#### Complete the following:
• a. Reproduce the portion of the Crunch passage that opens with the words containing "For instance, validation" and closes with "ciphersuites to function.".
• b. In the Crunch passage, what technique does the system use to establish trust without revealing content?

#### Supplied passage:
§ §

The problem Crunch solves

Our solution aims to address the challenge of verifying the authenticity of encrypted conversations (such as those over HTTPS) in a decentralized and privacy-preserving manner. It leverages Risc0 proofs to enable smart contracts to interact with Web3 actions based on potentially private Web2 data. A normal TLS client can have confidence in the security of its own connection, but because the encryption keys required to decrypt the communications are the same ones needed to forge it, this security cannot be proved to a third party.

For instance, validation of a conversation with a cloud-based AI model like ChatGPT is possible only by checking the server certificate provided by a TLS connection with the OpenAI API, but this would require public disclosure of authentication tokens to be handled via a traditional oracle-based system. Our system employs Multi-Party Computation to establish trust without revealing content, allowing you to prove to the world that ChatGPT really did cast aspersions on your mother.

In constrast to existing solutions, our approach acheives scalability by offloading most work from the MPC domain to a Risc0 proof generated by the client, is not limited to TLS 1.2 and below, and does not require the server to support deprecated ciphersuites to function.

§ §

#### Collected data:
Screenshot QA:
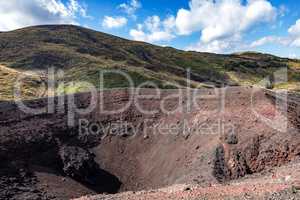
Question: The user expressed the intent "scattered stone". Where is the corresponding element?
[59,146,98,183]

§ §

#### Exercise results:
• a.
For instance, validation of a conversation with a cloud-based AI model like ChatGPT is possible only by checking the server certificate provided by a TLS connection with the OpenAI API, but this would require public disclosure of authentication tokens to be handled via a traditional oracle-based system. Our system employs Multi-Party Computation to establish trust without revealing content, allowing you to prove to the world that ChatGPT really did cast aspersions on your mother.

In constrast to existing solutions, our approach acheives scalability by offloading most work from the MPC domain to a Risc0 proof generated by the client, is not limited to TLS 1.2 and below, and does not require the server to support deprecated ciphersuites to function.

• b. Multi-Party Computation.